TEXT EXCERPT =>
⟨

Liquid assets: water in the modern private garden
This talk looked at the imaginative use of water in British horticulture from the turn of the twentieth century to the present day. From Jellicoe to Jencks, from Buscot Park to Little Sparta, it explored the ideas, inspirations and aesthetics which helped shape some of Britain’s best-loved water gardens.
Katie Campbell PhD, writer, garden historian and lecturer, has taught garden history at Birkbeck College, and Bristol and Buckingham Universities. She writes on art and landscape for a number of publications and leads art and garden tours. Her most recent book, Cultivating the Renaissance: A Social History of the Medici Tuscan Villas (2021), explores the evolution of Renaissance ideas and aesthetics through the Medici Tuscan villas. Previous books include British Gardens in Time (2014) to accompany the BBC television series, Paradise of Exiles (2009), looking at the late nineteenth century Anglo- American garden-makers in Florence and Icons of Twentieth-Century Landscape Design (2006).
Rewilding Arcadia: 21st-century solutions to manage increasing flood risk along the river Thames
Flood risk along the Thames is predicted to increase significantly throughout the coming century. Rather than build ever higher flood defence walls to protect riparian open spaces, new solutions need to be found to conserve character, wildlife and recreational use. This approach is being rolled out across the Thames estuary through a project known as the Joint Thames Strategies Refresh, a DEFRA-funded project that is working with communities, agencies and boroughs to write Riverside Strategies setting out how vulnerable places should evolve. 21st- century solutions will be needed to manage water that will change the way in which many historic landscapes function.

⟩

RECORD EXCERPTS =>
⟨

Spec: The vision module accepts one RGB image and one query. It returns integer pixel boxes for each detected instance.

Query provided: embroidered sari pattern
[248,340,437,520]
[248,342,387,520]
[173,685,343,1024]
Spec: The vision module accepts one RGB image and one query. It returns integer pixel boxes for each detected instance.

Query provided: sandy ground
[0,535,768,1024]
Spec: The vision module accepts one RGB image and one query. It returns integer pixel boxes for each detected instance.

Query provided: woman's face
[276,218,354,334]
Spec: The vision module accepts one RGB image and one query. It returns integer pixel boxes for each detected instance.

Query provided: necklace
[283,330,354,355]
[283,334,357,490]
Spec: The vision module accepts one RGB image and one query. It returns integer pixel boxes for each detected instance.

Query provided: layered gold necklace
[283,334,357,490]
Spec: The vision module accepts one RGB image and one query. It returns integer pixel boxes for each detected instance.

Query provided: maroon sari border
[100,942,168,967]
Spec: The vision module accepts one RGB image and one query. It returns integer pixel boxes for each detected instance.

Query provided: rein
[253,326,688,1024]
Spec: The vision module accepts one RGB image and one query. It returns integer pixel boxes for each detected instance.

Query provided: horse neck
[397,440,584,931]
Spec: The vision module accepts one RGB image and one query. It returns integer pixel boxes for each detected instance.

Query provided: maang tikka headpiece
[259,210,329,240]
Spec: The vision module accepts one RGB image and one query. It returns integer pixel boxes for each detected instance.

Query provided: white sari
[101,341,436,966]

⟩

EXERCISE TASKS =>
A) Using the text on water gardens and Thames flood risk, decide whether each statement agrees with it: (i) Katie Campbell has taught garden history at Birkbeck College. (ii) British Gardens in Time came out in 2009. (iii) The Joint Thames Strategies Refresh is funded by DEFRA. Answer yes or no for each, quoting the words of the text that settle it.
B) Answer these from the text on water gardens and Thames flood risk:
(i) Which two gardens are named in the line that begins "From Jellicoe to Jencks"?
(ii) In what year was Cultivating the Renaissance published?
(iii) What do the Riverside Strategies set out?
C) Pick up the text on water gardens and Thames flood risk after its last sentence and continue it.

ANSWERS GIVEN =>
A)
(i) Yes: "has taught garden history at Birkbeck College"
(ii) No: "British Gardens in Time (2014)"
(iii) Yes: "a DEFRA-funded project"

B)
(i) Buscot Park and Little Sparta
(ii) 2021
(iii) How vulnerable places should evolve

C)
Jason Debney is the Coordinator of the Thames Landscape Strategy – a not-for-profit partnership to conserve and enhance the remarkable Arcadian Thames between Weybridge and Kew. Jason has raised £23m for works on the ground much of which has been delivered through local volunteer action. Previous restoration schemes that Jason has managed include the restoration of the Hampton Court flood meadows and the View from Richmond Hill. Jason has been at the forefront of a new initiative – Rewilding Arcadia – that explores ways in which nature-based solutions can be used to manage the functioning floodplain that includes protected parks, gardens and open spaces. What is wet now is going to get a lot wetter; places that for centuries have been managed as dry environments are going to have to change to embrace flood water – the Thames is reclaiming its floodplain back and at the moment no one is ready for this change!
Chair
Dominic Cole OBE CMLI was a qualified landscape architect with over thirty years’ experience. He is designer of the Eden Project and recognised for this through the Landscape Institute Peter Youngman Award and being granted Fellowship of the Institute of Horticulture. With the Gardens Trust and Historic England Dominic has championed recognition of 20th-century designed landscapes and was part of the team that added over thirty mid 20th-century landscape sites to the Historic England Register of Parks and Gardens in 2021. He is President of the Gardens Trust.